*GIVEN REQUEST A:*
Answer these questions about the discussion thread on lazy Python extensions:
(i) To what did the commenter trace the performance issue?
(ii) Instead of a branch, what should a GitHub link in an article be based on?
(iii) What is the name of the tool that the side note calls interesting?

*TEXT PASSAGE:*

Python extensions should be lazy(gauge.sh) |
Python extensions should be lazy(gauge.sh) |
However, the conclusion is debatable. Not everyone has this problem. Not everyone would benefit from the same solution.
Sure, if your data can be loaded, manipulated, and summarized outside of Python land, then lazy object creation is a good way to go. But then you're giving up all of the Python tooling that likely drove you to Python in the first place.
Most of the Python ecosystem from sets and dicts to the standard library is focused on manipulating native Python objects. While the syntax supports method calls to data encapsulated elsewhere, it can be costly to constantly "box and unbox" data to move back and forth between the two worlds.
I completely take your point that there are many places where this approach won't fit. It was a surprise for me to trace the performance issue to allocations and GC, specifically because it is rare.
WRT boxing and unboxing, I'd imagine it depends on access patterns primarily - given I was extracting a small portion of data from the AST only once each, it was a good fit. But I can imagine that the boxing and unboxing could be a net loss for more read-heavy use cases.
The analogy with numpy doesn’t seem quite right, as Raymond observes, because numpy depends on lots of builtin operations that operate on the underlying data representation. We don’t have any such code for the AST. You’ll still want to write Python code to traverse, inspect, and modify the AST.
Everyone would benefit from developers being more performance minded and not doing uneccesarry work though! Especially Python who has long suffered with performance issues.
Love your work btw!
Python is python because people cared about other things for many years.
When linking to code on GitHub in an article like this, for posterity, it’s a good idea to link based on a specific commit instead of a branch.
It might be a good idea to change your link to the `Py_CompileStringObject()` function in CPython’s `Python/pythonrun.c` [0] to a commit-based link [1].
[0]: https://github.com/python/cpython/blob/main/Python/pythonrun...
[1]: https://github.com/python/cpython/blob/967a4f1d180d4cd669d5c...
Side note: Your tool, Tach, seems interesting…you might want to ask @dang [0] via email [1] if he’d be willing to add your submission [2] to the second-chance pool [3] (maybe also provide a clearer and more technical explanation of the tool and its key features).

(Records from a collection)

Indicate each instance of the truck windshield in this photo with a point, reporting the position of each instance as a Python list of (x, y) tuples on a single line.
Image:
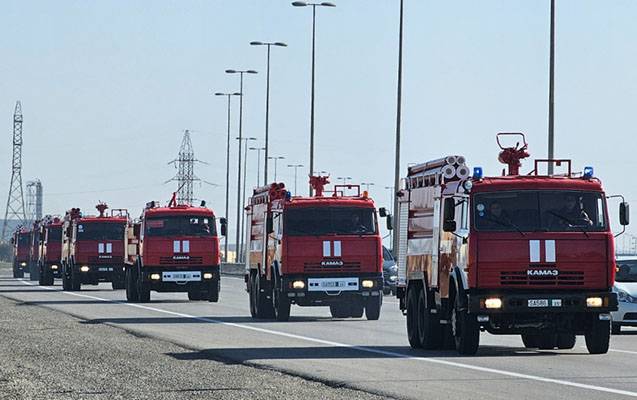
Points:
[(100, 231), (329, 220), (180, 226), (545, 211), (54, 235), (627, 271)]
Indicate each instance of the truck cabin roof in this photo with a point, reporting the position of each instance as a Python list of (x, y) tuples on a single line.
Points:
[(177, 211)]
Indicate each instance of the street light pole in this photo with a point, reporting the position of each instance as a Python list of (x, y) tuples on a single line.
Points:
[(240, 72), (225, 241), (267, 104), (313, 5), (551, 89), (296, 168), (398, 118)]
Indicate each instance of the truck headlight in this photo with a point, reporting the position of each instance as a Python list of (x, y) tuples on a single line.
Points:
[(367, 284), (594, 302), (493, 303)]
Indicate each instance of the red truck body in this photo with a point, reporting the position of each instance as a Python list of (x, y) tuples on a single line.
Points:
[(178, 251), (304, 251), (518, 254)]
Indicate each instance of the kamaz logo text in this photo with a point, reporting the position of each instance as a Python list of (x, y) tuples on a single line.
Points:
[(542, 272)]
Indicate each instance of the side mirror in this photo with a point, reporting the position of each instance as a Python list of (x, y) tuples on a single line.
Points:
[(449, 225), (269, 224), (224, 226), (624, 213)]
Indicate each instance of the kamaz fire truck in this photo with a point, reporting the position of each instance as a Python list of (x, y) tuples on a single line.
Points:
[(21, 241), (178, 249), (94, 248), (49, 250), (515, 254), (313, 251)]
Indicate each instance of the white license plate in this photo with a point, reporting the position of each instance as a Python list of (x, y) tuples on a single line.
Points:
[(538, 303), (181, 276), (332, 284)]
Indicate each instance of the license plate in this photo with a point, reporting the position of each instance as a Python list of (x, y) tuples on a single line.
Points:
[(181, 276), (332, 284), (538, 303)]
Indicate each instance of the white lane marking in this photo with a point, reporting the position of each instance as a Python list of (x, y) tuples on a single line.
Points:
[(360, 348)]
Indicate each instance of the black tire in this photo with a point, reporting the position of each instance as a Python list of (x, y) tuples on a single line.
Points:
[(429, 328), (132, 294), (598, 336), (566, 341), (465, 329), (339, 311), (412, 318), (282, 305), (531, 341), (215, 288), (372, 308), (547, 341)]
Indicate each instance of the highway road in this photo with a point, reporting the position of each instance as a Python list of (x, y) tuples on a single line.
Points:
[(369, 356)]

*GIVEN REQUEST B:* Duplicate the entries, starting at the line that contains "Indicate each instance of the truck cabin" and ending at the line that contains "[(449, 225), (269, 224), (224, 226), (624, 213)]", with both of those lines included.

*REPLY A:*
(i) Allocations and GC.
(ii) A specific commit.
(iii) Tach.

*REPLY B:*
Indicate each instance of the truck cabin roof in this photo with a point, reporting the position of each instance as a Python list of (x, y) tuples on a single line.
Points:
[(177, 211)]
Indicate each instance of the street light pole in this photo with a point, reporting the position of each instance as a Python list of (x, y) tuples on a single line.
Points:
[(240, 72), (225, 241), (267, 104), (313, 5), (551, 89), (296, 168), (398, 118)]
Indicate each instance of the truck headlight in this photo with a point, reporting the position of each instance as a Python list of (x, y) tuples on a single line.
Points:
[(367, 284), (594, 302), (493, 303)]
Indicate each instance of the red truck body in this photo with a point, reporting the position of each instance as a Python list of (x, y) tuples on a single line.
Points:
[(178, 251), (304, 251), (518, 254)]
Indicate each instance of the kamaz logo text in this photo with a point, reporting the position of each instance as a Python list of (x, y) tuples on a single line.
Points:
[(542, 272)]
Indicate each instance of the side mirror in this photo with a point, reporting the position of each instance as a Python list of (x, y) tuples on a single line.
Points:
[(449, 225), (269, 224), (224, 226), (624, 213)]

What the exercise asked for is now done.